■ WORK TO BE COMPLETED
Copy the material below line for line, with no changes to wording, order, or punctuation.

■ ITEMS
· · · · ·

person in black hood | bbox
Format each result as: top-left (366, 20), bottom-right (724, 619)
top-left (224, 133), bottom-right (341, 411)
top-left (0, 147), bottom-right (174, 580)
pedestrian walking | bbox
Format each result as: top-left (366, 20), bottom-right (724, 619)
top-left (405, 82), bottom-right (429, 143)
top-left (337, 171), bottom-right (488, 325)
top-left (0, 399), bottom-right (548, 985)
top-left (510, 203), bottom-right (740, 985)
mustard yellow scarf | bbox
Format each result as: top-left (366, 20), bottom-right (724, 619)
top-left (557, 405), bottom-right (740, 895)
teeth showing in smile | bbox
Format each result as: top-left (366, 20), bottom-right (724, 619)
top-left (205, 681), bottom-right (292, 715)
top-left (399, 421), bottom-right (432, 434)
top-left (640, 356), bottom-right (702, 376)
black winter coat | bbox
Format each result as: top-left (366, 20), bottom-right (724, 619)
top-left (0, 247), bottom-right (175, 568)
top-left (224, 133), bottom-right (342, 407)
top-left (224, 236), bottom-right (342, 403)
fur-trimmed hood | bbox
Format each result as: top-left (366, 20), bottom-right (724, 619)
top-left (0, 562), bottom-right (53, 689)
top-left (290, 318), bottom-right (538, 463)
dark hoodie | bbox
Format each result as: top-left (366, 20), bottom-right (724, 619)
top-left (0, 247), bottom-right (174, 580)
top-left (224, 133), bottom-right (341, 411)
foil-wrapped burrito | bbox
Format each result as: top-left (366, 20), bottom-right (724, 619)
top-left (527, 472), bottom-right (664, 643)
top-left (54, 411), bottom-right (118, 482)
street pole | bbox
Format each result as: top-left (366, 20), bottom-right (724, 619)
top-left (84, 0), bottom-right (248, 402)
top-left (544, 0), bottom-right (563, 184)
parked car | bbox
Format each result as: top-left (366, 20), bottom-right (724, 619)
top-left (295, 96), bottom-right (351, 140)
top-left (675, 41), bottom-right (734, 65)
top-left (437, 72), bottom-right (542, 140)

· · · · ·

■ RESULT OF THE TASK
person in black hood | bbox
Format each result as: top-left (366, 20), bottom-right (724, 619)
top-left (224, 133), bottom-right (341, 411)
top-left (0, 147), bottom-right (174, 580)
pedestrian walking | bbox
Format each result as: top-left (366, 20), bottom-right (724, 619)
top-left (405, 82), bottom-right (429, 143)
top-left (337, 171), bottom-right (488, 325)
top-left (0, 399), bottom-right (548, 985)
top-left (510, 203), bottom-right (740, 985)
mustard yellow scarf | bbox
Format each result as: top-left (366, 20), bottom-right (724, 619)
top-left (557, 405), bottom-right (740, 895)
teeth showing in smile | bbox
Format each result as: top-left (366, 20), bottom-right (724, 619)
top-left (205, 681), bottom-right (292, 715)
top-left (399, 421), bottom-right (432, 434)
top-left (640, 356), bottom-right (702, 376)
black winter coat | bbox
Format each result as: top-left (366, 20), bottom-right (724, 619)
top-left (0, 247), bottom-right (175, 568)
top-left (224, 133), bottom-right (342, 407)
top-left (224, 236), bottom-right (342, 403)
fur-trimmed hood | bbox
Format each result as: top-left (366, 20), bottom-right (724, 619)
top-left (0, 562), bottom-right (53, 689)
top-left (290, 318), bottom-right (538, 463)
dark hoodie | bbox
Format each result as: top-left (366, 20), bottom-right (724, 619)
top-left (0, 247), bottom-right (174, 580)
top-left (224, 133), bottom-right (341, 411)
foil-wrapped burrito | bbox
Format each result as: top-left (366, 20), bottom-right (724, 619)
top-left (527, 472), bottom-right (664, 643)
top-left (54, 411), bottom-right (118, 482)
street pole | bbox
Format each result as: top-left (366, 20), bottom-right (724, 619)
top-left (84, 0), bottom-right (248, 402)
top-left (544, 0), bottom-right (563, 184)
parked car | bbox
Format each result as: top-left (366, 20), bottom-right (724, 619)
top-left (295, 96), bottom-right (351, 140)
top-left (675, 41), bottom-right (734, 65)
top-left (437, 72), bottom-right (542, 140)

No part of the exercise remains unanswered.